▸ **TRECHO SELECIONADO**:
Seu pai insistia na ideia de que um diploma era um papel que podia salvar sua vida. Como essa convicção familiar moldou sua maneira de enxergar o mundo e a educação?

Em Nyamata, os pais não tinham outra preocupação senão a de salvar seus filhos da morte. Se tivessem de morrer, que ao menos os filhos vivessem. Minha mãe, por exemplo, procurava esconderijos – imagináveis e inimagináveis –, fazia todo tipo de plano para nos esconder. Meu pai, por outro lado, se tornou órfão quando era criança, após uma grande epidemia matar seus pais e irmãos. Ele estudou durante cinco anos o suaíle para servir de intérprete entre os belgas e a população camponesa durante a colonização. Chegou à função de secretário-contador de subchefe. Por ter construído seu status social através dos estudos, ele sabia muito bem o valor da escola e acreditava que ela poderia salvar ao menos um de seus filhos.

Eu era a terceira filha da família – e ter muitas mulheres na família não era valorizado. Por isso, ele dizia que seria ainda mais importante que eu conseguisse me destacar na escola. Ele acreditava que eu faria parte dos 10% de tutsis admitidos no ensino secundário e que “um belo diploma” seria meu passaporte para a vida. Ele não se enganou. Quando fomos expulsos das escolas, o francês que eu tinha aprendido foi meu passaporte internacional. O belo diploma acabou se tornando o cordão umbilical que me ligava à minha família, depois que parti de Ruanda. Ele me permitiu sobreviver, o que não é uma grande sorte: a culpa do sobrevivente é terrível. Durante muito tempo, fui salva pela escrita e pela guarda da memória.

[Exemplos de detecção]
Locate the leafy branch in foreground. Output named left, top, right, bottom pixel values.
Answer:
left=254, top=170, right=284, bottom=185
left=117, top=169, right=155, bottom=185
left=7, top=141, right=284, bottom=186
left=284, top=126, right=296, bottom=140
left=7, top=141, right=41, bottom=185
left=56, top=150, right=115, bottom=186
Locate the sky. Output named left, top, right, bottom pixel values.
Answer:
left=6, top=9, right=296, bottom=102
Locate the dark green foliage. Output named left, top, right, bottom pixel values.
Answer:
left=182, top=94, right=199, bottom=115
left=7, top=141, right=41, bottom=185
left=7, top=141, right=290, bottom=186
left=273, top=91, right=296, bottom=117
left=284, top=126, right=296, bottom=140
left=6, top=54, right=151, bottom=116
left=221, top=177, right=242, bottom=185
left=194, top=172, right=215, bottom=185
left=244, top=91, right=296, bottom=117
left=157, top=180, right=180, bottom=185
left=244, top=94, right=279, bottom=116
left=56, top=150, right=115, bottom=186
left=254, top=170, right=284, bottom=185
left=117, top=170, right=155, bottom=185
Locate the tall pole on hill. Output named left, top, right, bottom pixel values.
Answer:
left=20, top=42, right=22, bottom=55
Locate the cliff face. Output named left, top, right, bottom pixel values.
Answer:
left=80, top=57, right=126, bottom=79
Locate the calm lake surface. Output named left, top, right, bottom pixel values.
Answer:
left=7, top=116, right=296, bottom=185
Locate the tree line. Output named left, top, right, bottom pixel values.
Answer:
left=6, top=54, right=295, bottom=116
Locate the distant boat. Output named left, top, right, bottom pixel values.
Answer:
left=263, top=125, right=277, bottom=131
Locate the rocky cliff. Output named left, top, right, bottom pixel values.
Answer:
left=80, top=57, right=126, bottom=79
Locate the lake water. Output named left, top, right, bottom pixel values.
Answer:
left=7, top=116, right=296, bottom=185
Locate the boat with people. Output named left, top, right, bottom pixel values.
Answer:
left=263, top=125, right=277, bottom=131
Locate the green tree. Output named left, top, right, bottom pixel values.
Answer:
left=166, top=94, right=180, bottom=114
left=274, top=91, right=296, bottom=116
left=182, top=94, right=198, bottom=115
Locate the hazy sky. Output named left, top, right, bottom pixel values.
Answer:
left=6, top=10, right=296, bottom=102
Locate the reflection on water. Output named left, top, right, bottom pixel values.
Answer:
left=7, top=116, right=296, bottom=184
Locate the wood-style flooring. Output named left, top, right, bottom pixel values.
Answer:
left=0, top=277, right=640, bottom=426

▸ **TAREFA DO EXERCÍCIO**: Reescreva de forma mais breve o parágrafo do trecho selecionado que começa com “Em Nyamata, os pais”, conservando seus fatos principais. Este material não tem relação com o trecho selecionado.

▸ **RESULTADO DO EXERCÍCIO**: Em Nyamata, a única preocupação dos pais era salvar os filhos da morte. Minha mãe procurava todo tipo de esconderijo e fazia planos para nos esconder. Meu pai ficou órfão na infância, depois que uma grande epidemia matou seus pais e irmãos. Ele estudou suaíle por cinco anos para ser intérprete entre os belgas e os camponeses durante a colonização e chegou a secretário-contador de subchefe. Como conquistou sua posição social pelos estudos, valorizava a escola e acreditava que ela poderia salvar ao menos um de seus filhos.